Le
contexte et une critique du projet par ERN
(European Rivers Network)
Ce projet de transvasement
est techniquement réalisable. Il est justifié par ses
concepteurs et ses promoteurs par des raisons de solidarité envers
la population espagnole, entretenant le mythe d'une Espagne "assoiffée",
peu ou mal équipée pour répondre à ses besoins
en eau.
L'Espagne est
pourtant le pays au monde qui possède le plus de barrages par
km2 et par habitant.
Ce projet de transvasement
se caractérise par une abscence de réflexion de fond sur
le mode de développement économique et d'aménagement
du territoire. Ainsi, l'incitation au "toujours plus d'eau consommée"
et aux grands travaux conçus comme des fins en soi semble constituer
la philosophie majeure du projet.
Les besoins en eau de Barcelone ne sont pas aussi évidents et
urgents que le déclarent les autorités centrales espagnoles.
Les études du Plan Hydrologique National (PHN) prévoient
une augmentation exagérée de la population urbaine et
périphérique de Barcelone pour les prochaines années,
ce qui ne corrrespond pas à la réalité des tendances
actuelles. On assiste en fait à une situation de quasi-stagnation
de la population. L'Institut Statistiques de Catalogne prévoit
une très faible croissance sur toute la zone urbanisée
de Barcelone. Le maire de cette ville, en visite à Tortosa (Delta
de l'Ebre) lors d'un meeting de la P.D.E. (Plateforme de Défense
de l'Ebre) le 26 août 2002, a d'ailleurs déclaré
publiquement que sa ville n'avait pas besoin d'eau et qu'elle en consomme
de moins en moins à mesure que sa perception de la gestion de
l'eau se modernise.

▬▬▬▬▬▬▬▬▬▬

▶ [DÉFI A]: Dans le texte critique sur le projet de transvasement, qu'a déclaré publiquement le maire de Barcelone à Tortosa le 26 août 2002 ?
▶ [DÉFI B]: Prolongez le texte critique sur le projet de transvasement en reprenant juste après sa dernière phrase.

Données enregistrées
▬▬▬▬▬▬▬▬▬▬

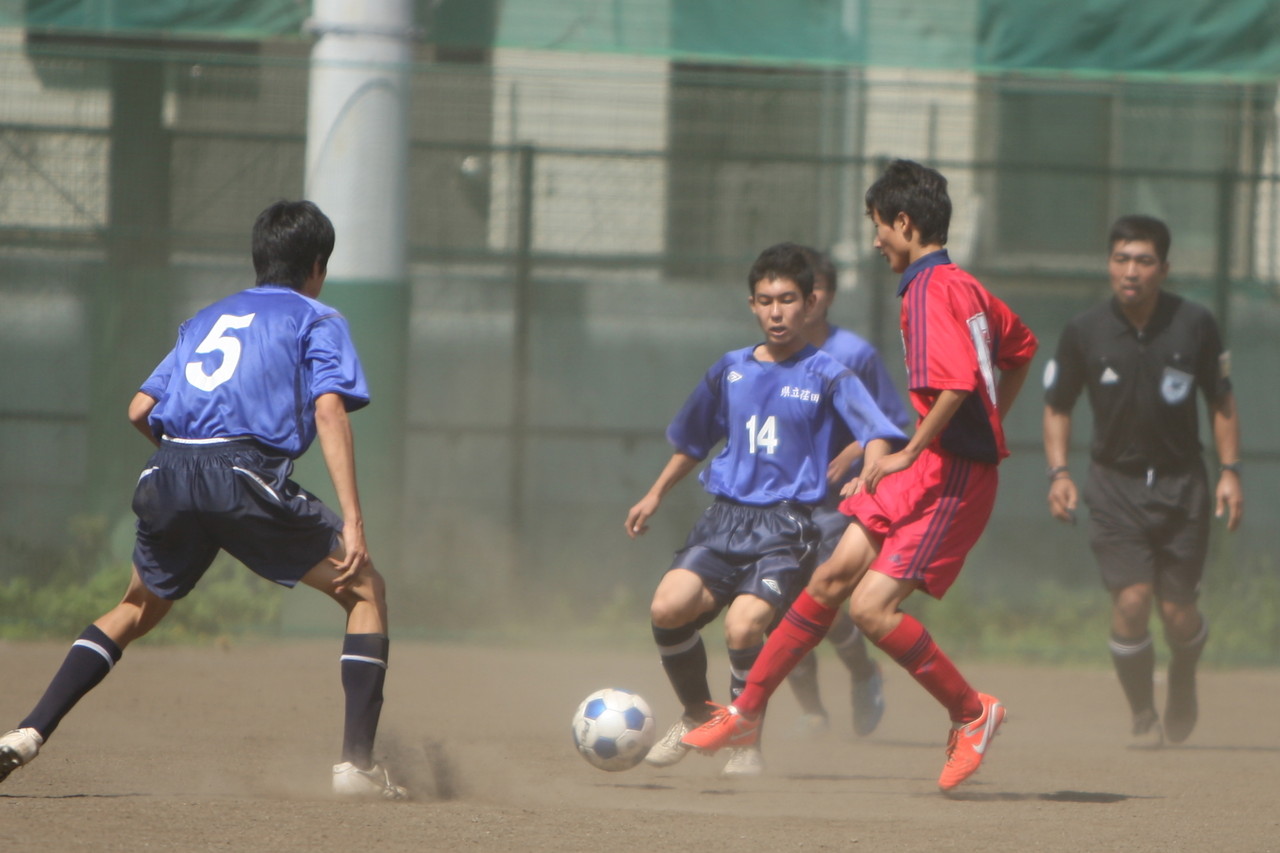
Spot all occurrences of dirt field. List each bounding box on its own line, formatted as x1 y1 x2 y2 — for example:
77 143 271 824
0 640 1280 853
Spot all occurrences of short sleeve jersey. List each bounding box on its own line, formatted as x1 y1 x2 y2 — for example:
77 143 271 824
1044 291 1231 470
820 324 911 478
141 284 369 459
667 346 906 506
897 251 1038 465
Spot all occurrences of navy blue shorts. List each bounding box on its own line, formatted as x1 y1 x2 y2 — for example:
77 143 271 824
813 501 854 566
133 441 342 599
1084 462 1212 605
671 498 819 613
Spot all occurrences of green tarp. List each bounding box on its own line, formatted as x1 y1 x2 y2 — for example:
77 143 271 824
977 0 1280 77
26 0 311 38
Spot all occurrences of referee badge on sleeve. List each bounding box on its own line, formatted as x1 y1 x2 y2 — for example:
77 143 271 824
1044 359 1057 389
1160 368 1196 406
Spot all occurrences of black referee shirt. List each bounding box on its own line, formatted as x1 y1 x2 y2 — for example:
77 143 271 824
1044 291 1231 473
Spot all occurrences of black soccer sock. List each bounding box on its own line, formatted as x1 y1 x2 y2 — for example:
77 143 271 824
18 625 123 740
1108 634 1156 713
787 652 827 717
340 634 390 770
728 643 764 702
827 611 876 681
653 625 712 722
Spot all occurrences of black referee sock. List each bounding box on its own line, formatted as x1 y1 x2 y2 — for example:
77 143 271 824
342 634 390 770
18 625 123 740
653 625 712 722
1108 634 1156 715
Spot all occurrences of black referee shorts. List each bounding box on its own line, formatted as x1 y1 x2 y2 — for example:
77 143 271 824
1084 462 1212 605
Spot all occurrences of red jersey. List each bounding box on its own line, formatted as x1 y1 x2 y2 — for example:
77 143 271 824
897 250 1038 465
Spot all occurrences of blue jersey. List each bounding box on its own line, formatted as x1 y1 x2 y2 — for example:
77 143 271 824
667 346 906 506
141 284 369 459
822 324 911 473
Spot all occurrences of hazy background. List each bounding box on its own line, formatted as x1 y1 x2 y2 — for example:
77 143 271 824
0 0 1280 663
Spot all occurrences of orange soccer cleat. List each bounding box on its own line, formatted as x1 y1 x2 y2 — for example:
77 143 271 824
938 693 1005 792
680 704 760 753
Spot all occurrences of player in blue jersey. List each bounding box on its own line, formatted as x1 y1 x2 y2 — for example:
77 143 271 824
626 243 906 776
787 247 911 736
0 201 407 799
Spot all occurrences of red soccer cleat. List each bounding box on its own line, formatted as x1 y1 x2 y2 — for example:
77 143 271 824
680 704 760 753
938 693 1005 792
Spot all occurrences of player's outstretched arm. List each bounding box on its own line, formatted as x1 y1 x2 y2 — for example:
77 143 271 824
996 360 1032 420
316 393 369 592
129 391 160 447
1211 391 1244 530
626 451 701 539
1044 406 1079 524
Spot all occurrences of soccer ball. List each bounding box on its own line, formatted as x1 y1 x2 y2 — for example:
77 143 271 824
573 688 657 770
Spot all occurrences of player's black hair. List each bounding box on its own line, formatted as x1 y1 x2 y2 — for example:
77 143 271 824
746 243 813 296
865 160 951 246
801 246 838 292
253 201 334 291
1107 214 1174 264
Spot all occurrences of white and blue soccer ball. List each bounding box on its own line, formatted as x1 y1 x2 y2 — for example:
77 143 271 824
573 688 657 770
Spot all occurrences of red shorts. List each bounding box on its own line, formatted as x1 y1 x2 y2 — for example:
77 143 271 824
840 448 998 598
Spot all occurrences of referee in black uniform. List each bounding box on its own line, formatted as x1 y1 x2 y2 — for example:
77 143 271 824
1044 216 1244 747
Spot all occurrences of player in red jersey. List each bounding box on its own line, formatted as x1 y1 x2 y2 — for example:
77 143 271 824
684 160 1037 792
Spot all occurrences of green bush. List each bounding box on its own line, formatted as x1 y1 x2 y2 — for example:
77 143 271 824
0 517 283 640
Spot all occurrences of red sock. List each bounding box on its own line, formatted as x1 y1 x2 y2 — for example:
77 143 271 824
733 590 838 717
876 613 982 722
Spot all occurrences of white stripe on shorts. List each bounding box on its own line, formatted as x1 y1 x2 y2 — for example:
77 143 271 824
163 435 248 444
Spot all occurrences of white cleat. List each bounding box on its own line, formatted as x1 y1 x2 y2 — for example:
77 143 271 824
644 717 698 767
0 729 45 781
721 745 764 779
333 761 408 799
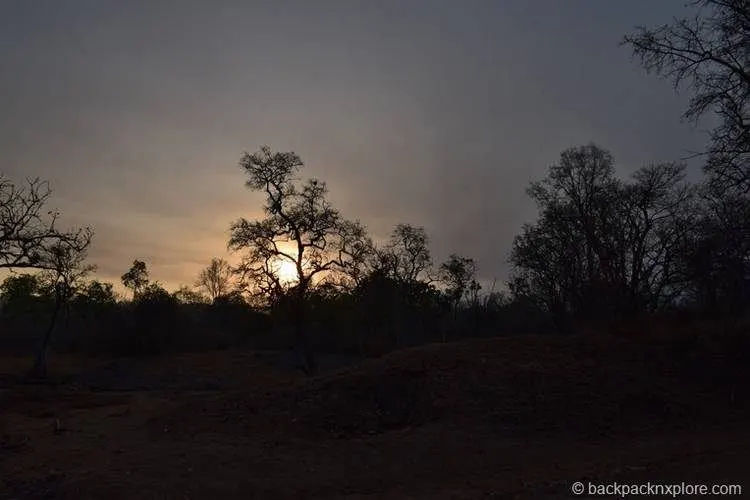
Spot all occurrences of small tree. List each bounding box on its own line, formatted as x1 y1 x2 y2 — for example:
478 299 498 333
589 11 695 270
440 254 479 342
172 285 210 304
195 257 233 302
120 259 148 300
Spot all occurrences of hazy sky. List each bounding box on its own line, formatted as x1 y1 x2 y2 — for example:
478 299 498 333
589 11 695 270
0 0 705 287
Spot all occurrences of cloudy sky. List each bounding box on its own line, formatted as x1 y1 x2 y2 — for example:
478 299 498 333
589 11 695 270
0 0 705 287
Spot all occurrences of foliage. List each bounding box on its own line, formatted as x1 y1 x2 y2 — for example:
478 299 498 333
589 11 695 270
120 259 148 300
624 0 750 193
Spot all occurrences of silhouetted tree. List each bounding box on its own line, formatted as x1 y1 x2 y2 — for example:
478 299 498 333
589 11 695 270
440 254 479 341
228 146 364 374
376 224 432 283
682 185 750 314
172 285 210 304
195 257 233 302
120 259 148 300
511 144 696 330
624 0 750 193
32 241 96 377
0 174 92 269
78 280 117 305
0 273 41 314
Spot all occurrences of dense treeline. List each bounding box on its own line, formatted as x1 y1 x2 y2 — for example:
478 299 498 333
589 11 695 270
0 0 750 373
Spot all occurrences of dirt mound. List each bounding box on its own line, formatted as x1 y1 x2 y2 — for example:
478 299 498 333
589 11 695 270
259 330 750 437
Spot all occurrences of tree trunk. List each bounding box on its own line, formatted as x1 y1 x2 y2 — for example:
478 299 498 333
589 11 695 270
31 297 62 378
294 293 318 377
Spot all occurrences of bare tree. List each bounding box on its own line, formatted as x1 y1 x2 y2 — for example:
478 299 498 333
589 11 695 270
0 173 93 271
195 257 233 302
377 224 433 283
511 145 696 330
623 0 750 194
32 242 96 377
120 259 148 299
228 146 364 374
440 254 479 342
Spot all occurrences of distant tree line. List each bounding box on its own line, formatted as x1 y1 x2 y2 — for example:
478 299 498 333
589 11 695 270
0 0 750 375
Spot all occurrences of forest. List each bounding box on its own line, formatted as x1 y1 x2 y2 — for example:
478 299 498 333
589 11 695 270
0 0 750 499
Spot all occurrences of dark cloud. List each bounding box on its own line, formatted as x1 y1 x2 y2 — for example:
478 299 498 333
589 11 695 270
0 0 704 283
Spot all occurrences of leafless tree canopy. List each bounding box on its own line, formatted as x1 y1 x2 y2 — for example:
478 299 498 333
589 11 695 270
511 145 696 324
120 259 148 298
195 257 233 301
624 0 750 193
0 174 93 271
376 224 432 283
229 146 370 304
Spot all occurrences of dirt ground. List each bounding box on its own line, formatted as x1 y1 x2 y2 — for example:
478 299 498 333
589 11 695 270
0 334 750 500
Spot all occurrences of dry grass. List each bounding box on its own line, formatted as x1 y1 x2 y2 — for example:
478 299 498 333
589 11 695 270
0 332 750 499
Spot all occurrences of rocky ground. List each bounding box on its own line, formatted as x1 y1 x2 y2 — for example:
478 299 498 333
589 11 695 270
0 330 750 499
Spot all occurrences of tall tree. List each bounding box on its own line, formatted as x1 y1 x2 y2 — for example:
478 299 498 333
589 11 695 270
228 146 364 374
623 0 750 194
195 257 233 302
0 173 93 270
511 145 695 329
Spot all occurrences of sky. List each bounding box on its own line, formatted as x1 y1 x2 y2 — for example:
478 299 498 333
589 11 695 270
0 0 706 288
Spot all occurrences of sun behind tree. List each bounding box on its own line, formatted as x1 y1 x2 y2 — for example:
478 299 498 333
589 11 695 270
271 258 305 286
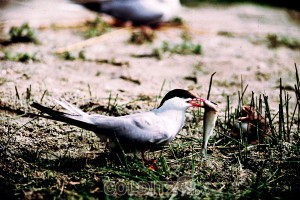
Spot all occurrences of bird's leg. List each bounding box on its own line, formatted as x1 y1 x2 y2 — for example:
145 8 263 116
142 151 157 171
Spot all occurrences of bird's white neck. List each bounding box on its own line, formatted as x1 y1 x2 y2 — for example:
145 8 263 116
154 107 185 138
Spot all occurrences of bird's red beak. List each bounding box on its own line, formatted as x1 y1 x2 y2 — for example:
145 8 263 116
188 97 205 107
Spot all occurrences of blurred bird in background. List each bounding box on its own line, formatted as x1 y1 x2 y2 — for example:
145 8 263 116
73 0 181 26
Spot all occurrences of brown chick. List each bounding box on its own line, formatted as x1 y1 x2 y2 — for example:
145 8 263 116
231 105 269 144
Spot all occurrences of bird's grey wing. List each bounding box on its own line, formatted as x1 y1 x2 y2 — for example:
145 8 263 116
90 112 169 145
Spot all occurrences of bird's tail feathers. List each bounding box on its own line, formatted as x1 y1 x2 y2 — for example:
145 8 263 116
31 101 96 131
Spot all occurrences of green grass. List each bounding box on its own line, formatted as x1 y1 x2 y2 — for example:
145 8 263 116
1 23 39 45
83 17 110 38
0 51 39 63
0 64 300 199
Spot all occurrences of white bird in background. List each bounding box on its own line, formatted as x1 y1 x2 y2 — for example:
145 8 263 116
73 0 181 25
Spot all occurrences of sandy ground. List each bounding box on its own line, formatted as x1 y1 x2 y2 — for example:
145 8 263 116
0 0 300 110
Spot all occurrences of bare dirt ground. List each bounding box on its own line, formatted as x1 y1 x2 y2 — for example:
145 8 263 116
0 0 300 196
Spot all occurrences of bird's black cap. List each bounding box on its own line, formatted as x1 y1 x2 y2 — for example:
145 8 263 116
158 89 197 108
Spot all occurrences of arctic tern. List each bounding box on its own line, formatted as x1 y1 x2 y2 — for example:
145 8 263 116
31 89 216 160
74 0 181 25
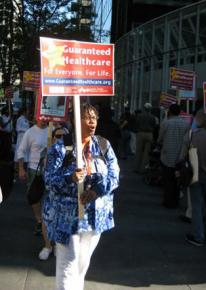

▬▬▬▬▬▬▬▬▬▬

▶ [RÉPONSE ATTENDUE A]: Que sa ville n'avait pas besoin d'eau et qu'elle en consomme de moins en moins à mesure que sa perception de la gestion de l'eau se modernise.

▶ [RÉPONSE ATTENDUE B]:
D'autre part, une
évaluation récente indique que le niveau des fuites dans
le réseau est de l'ordre de 25 %, sans compter les 12 millions
de m3 annuels provenant des nappes phréatiques, qui sont pompés
dans le métro barcelonais pour éviter son inondation et
qui sont rejetés à la mer… Dépolluer la nappe
phréatique de Barcelone sera rendu obligatoire par la Directive
Cadre Eau européenne lors de son entrée en vigueur en
2004. Pourquoi ne pas planifier sur 20 ou 25 ans cette tâche,
certes coûteuse, mais bénéfique sur tant de points
à long terme et l'entreprendre dès maintenant ?
La
Catalogne a un problème de qualité et de gestion de ses
ressources hydriques,
pas
un problème de quantité.
A moins
de choisir délibéremment un développement urbain
sans frein, à la mode "californienne", avide de ressources,
sans modération ni gestion durable, il faut se poser pour Barcelone,
comme pour toute autre métropole, la question du modèle
de développement (en tenant compte de son adéquation avec
le climat local et des changements climatiques en cours).
Augmenter l'offre d'eau, sans s'interroger sur les conditions d'utilisation
de cette ressource, est une aberration à l'heure d'une gestion
durable.
Le professeur Pedro
Arrojo, de l'université de Saragosse, explique : "La
facture des travaux serait sans doute payée, en bonne part, par
la Communauté européenne et les autorités publiques.
Et pourquoi ? Pas parce que le citoyen normal nécessite de l'eau,
il n'en manque pas. Mais peut-être pour alimenter plus de toilettes
d'hôtels de la Costa Brava et de parcours de golf. En d'autres
termes, il ne s'agirait pas de solidarité européenne,
mais d'argent public au service de spéculateurs privés."
L'eau
du Rhône qui serait transvasée en Catalogne le serait pour
ses "clients" privés habituels :
l'agriculture productiviste et le tourisme de masse,
exacerbant les pressions sur les milieux naturels
et renforçant une concurrence inutile
avec les mêmes secteurs économiques, côté
français.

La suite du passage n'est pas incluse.